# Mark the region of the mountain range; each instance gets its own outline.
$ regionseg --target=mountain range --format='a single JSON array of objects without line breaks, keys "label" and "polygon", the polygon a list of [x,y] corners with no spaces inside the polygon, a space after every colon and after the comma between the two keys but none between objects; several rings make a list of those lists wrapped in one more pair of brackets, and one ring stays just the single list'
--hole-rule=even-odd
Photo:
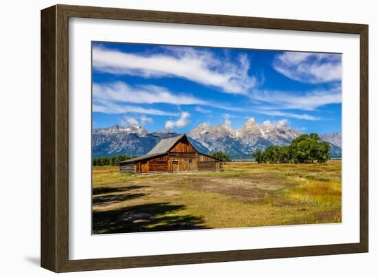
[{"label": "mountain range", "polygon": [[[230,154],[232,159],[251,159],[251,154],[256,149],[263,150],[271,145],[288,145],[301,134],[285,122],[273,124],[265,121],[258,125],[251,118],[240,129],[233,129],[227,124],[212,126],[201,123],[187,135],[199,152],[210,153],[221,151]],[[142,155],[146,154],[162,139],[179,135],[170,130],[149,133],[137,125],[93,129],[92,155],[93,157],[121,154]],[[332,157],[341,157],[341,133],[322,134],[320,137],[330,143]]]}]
* * *
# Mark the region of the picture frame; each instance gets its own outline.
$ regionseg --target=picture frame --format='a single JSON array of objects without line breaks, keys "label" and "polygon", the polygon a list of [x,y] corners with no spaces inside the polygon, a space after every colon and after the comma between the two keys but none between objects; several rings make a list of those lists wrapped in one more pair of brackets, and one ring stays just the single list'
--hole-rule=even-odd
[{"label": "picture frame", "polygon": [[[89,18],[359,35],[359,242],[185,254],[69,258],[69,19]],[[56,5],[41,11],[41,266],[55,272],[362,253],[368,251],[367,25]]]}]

* **Brief**
Report every line in the listing above that contains the word "gets", and copy each such line in full.

* **Answer to the problem**
# Mark the region of the mountain range; each instance gets its own outline.
# Mark the region of the picture frame; each instance gets its own outline.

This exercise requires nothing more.